* **Exercise materials**:
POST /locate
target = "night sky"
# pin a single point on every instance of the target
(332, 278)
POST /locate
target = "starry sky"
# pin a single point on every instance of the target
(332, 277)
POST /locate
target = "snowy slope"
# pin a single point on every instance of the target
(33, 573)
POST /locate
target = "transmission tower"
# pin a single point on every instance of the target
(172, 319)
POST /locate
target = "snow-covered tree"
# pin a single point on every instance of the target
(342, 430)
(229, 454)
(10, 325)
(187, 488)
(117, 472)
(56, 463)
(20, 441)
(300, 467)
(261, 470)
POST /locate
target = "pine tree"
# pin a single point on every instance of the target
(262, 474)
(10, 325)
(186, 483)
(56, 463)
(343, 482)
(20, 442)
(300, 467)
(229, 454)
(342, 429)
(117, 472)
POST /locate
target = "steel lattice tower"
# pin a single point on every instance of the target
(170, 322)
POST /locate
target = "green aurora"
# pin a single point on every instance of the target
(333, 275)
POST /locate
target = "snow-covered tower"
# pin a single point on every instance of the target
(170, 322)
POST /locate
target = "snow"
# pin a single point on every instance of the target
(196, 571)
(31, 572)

==

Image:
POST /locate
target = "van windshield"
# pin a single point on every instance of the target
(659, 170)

* **Work to be completed**: How many lines in the listing contain "tower"? Answer with the number alone.

* **Reply**: 3